The whole listing, please: repeat it exactly, with the pictures left out.

□ □ □ □ □ □ □

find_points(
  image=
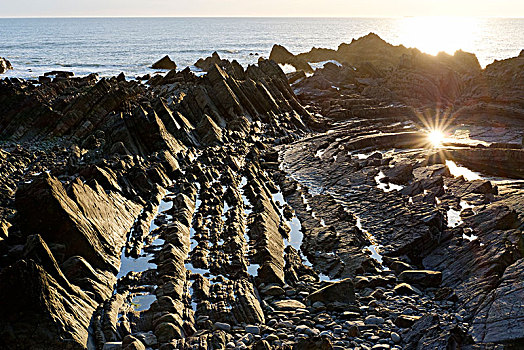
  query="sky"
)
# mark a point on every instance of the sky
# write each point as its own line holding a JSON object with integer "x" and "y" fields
{"x": 262, "y": 8}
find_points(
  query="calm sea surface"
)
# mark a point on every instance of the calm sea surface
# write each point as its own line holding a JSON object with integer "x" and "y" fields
{"x": 109, "y": 46}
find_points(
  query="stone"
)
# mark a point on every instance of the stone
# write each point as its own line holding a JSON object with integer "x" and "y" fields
{"x": 222, "y": 326}
{"x": 395, "y": 337}
{"x": 132, "y": 343}
{"x": 5, "y": 65}
{"x": 405, "y": 289}
{"x": 373, "y": 320}
{"x": 252, "y": 329}
{"x": 314, "y": 343}
{"x": 112, "y": 346}
{"x": 405, "y": 321}
{"x": 342, "y": 291}
{"x": 164, "y": 63}
{"x": 424, "y": 278}
{"x": 165, "y": 332}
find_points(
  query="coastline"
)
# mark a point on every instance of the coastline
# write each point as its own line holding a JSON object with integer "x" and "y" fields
{"x": 375, "y": 201}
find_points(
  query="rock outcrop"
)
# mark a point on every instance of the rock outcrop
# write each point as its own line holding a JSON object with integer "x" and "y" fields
{"x": 5, "y": 65}
{"x": 229, "y": 209}
{"x": 164, "y": 63}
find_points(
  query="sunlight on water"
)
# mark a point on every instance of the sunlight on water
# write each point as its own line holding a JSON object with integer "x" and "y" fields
{"x": 435, "y": 34}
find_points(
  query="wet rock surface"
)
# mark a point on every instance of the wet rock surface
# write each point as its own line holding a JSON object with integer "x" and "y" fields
{"x": 217, "y": 212}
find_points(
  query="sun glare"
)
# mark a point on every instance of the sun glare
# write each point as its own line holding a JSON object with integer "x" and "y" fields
{"x": 434, "y": 34}
{"x": 436, "y": 137}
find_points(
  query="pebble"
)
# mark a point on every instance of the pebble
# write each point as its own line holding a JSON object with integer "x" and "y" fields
{"x": 222, "y": 326}
{"x": 395, "y": 337}
{"x": 374, "y": 320}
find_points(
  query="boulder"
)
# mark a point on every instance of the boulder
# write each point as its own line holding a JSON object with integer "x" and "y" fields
{"x": 424, "y": 278}
{"x": 97, "y": 233}
{"x": 281, "y": 55}
{"x": 315, "y": 343}
{"x": 5, "y": 65}
{"x": 164, "y": 63}
{"x": 342, "y": 292}
{"x": 400, "y": 173}
{"x": 288, "y": 305}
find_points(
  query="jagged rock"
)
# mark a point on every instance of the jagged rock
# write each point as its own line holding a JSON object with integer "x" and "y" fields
{"x": 165, "y": 332}
{"x": 421, "y": 277}
{"x": 281, "y": 55}
{"x": 131, "y": 343}
{"x": 5, "y": 65}
{"x": 86, "y": 230}
{"x": 315, "y": 343}
{"x": 164, "y": 63}
{"x": 288, "y": 305}
{"x": 400, "y": 173}
{"x": 499, "y": 319}
{"x": 40, "y": 312}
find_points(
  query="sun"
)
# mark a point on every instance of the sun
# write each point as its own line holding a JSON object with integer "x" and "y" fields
{"x": 436, "y": 137}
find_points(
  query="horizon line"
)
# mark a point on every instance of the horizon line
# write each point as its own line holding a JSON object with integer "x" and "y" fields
{"x": 247, "y": 16}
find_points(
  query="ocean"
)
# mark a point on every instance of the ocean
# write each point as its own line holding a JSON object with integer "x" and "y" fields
{"x": 108, "y": 46}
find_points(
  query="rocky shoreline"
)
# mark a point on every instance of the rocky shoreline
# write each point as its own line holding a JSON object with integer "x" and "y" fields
{"x": 250, "y": 209}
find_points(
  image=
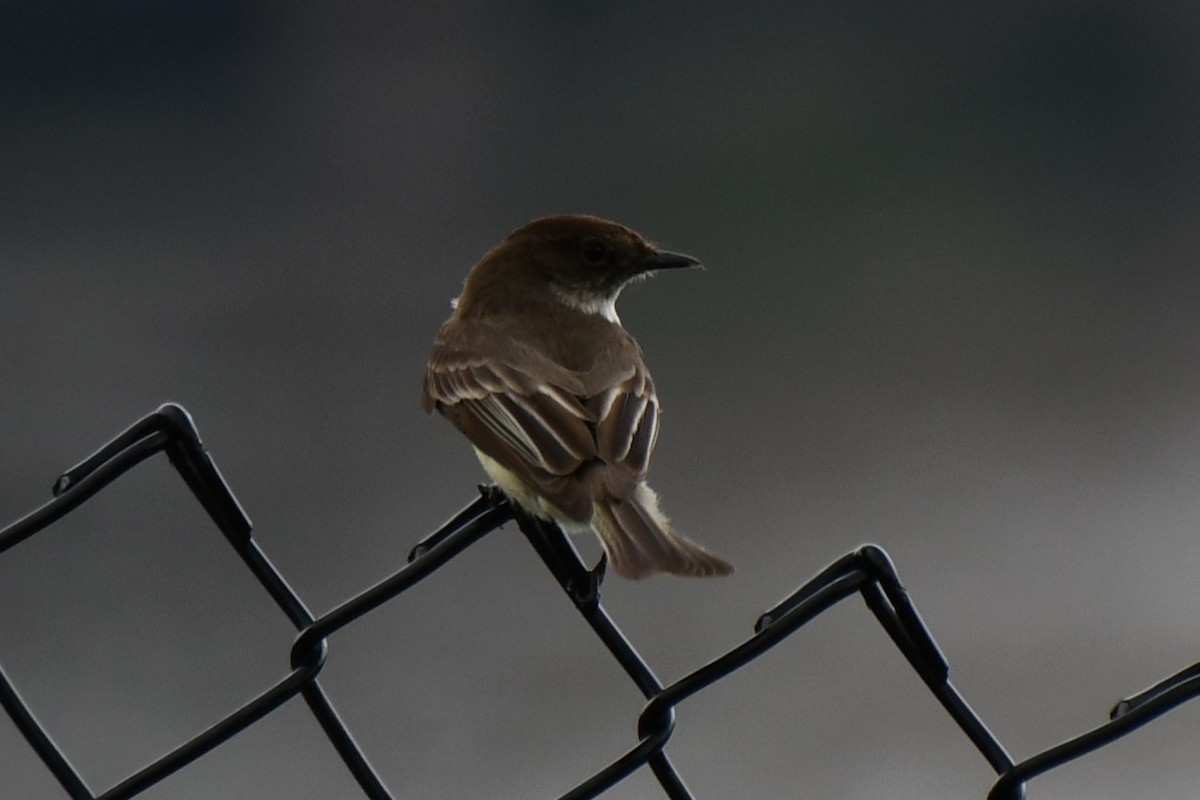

□ □ □ □ □ □ □

» Reply to the exercise:
find_points(
  image=
  query="sky"
)
# mark a point on every instance of the sky
# write each point as its own line holding a JSON object with integer "x" and "y" fields
{"x": 262, "y": 8}
find_points(
  query="calm sea surface"
)
# mark a point on every instance of the calm sea surface
# write each point as its own line holding a JSON object with integer "x" and "y" fields
{"x": 109, "y": 46}
find_points(
  query="stone"
)
# mark a point on every instance of the stone
# write each point as its own line holding a JSON object with integer "x" and "y" fields
{"x": 222, "y": 326}
{"x": 395, "y": 337}
{"x": 132, "y": 343}
{"x": 5, "y": 65}
{"x": 405, "y": 289}
{"x": 373, "y": 320}
{"x": 252, "y": 329}
{"x": 314, "y": 343}
{"x": 112, "y": 346}
{"x": 405, "y": 321}
{"x": 342, "y": 291}
{"x": 164, "y": 63}
{"x": 424, "y": 278}
{"x": 165, "y": 332}
find_points(
  query="coastline"
)
# mark a point on every instance of the coastline
# write each point as its own line holding a JSON object with integer "x" and "y" fields
{"x": 375, "y": 201}
find_points(
  query="rock outcrop"
)
# mark a point on every instance of the rock outcrop
# write each point as its own line holding a JSON object with integer "x" and "y" fields
{"x": 5, "y": 65}
{"x": 229, "y": 209}
{"x": 164, "y": 63}
find_points(
  query="sunlight on water"
)
# mark a point on every instance of the sunlight on water
# write each point as its own line holding a JSON object with integer "x" and "y" fields
{"x": 435, "y": 34}
find_points(
  query="wet rock surface"
)
# mark a point on every instance of the wet rock surface
# write each point as its own line holding a JSON object with integer "x" and "y" fields
{"x": 217, "y": 212}
find_points(
  query="sun glare"
)
# mark a point on every instance of the sun glare
# write each point as its own line holding a JSON object with integer "x" and "y" fields
{"x": 434, "y": 34}
{"x": 436, "y": 137}
find_points(
  query="pebble"
)
# mark a point on every instance of the pebble
# write each point as its own line holding a JSON object with integer "x" and "y" fields
{"x": 222, "y": 326}
{"x": 395, "y": 337}
{"x": 374, "y": 320}
find_points(
  query="boulder"
)
# mark a point on every instance of the boulder
# write each point as its own line holding a JSON object with integer "x" and "y" fields
{"x": 424, "y": 278}
{"x": 97, "y": 233}
{"x": 281, "y": 55}
{"x": 315, "y": 343}
{"x": 5, "y": 65}
{"x": 164, "y": 63}
{"x": 342, "y": 292}
{"x": 400, "y": 173}
{"x": 288, "y": 305}
find_points(
  query="jagged rock"
)
# mark a point on every instance of the jagged rock
# write each point as its own line holding a JSON object with integer "x" and "y" fields
{"x": 165, "y": 332}
{"x": 421, "y": 277}
{"x": 281, "y": 55}
{"x": 131, "y": 343}
{"x": 5, "y": 65}
{"x": 86, "y": 230}
{"x": 315, "y": 343}
{"x": 164, "y": 63}
{"x": 288, "y": 305}
{"x": 400, "y": 173}
{"x": 499, "y": 319}
{"x": 40, "y": 312}
find_points(
  query="sun"
)
# mark a point on every instance of the sun
# write each point as its own line holding a JSON object with integer "x" and "y" fields
{"x": 436, "y": 137}
find_points(
  query="horizon line"
)
# mark a point on every instance of the horizon line
# write each point as its own line holding a JSON object with integer "x" and "y" fields
{"x": 247, "y": 16}
find_points(
  query="ocean"
)
# mark a point on every instance of the ocean
# write each point as its own line holding a JSON object with integer "x" and "y" fields
{"x": 108, "y": 46}
find_points(
  query="rocky shoreline"
)
# mark a point on every instance of the rocky shoreline
# write each point as its own line holding a JSON object with integer "x" and "y" fields
{"x": 250, "y": 209}
find_points(
  image=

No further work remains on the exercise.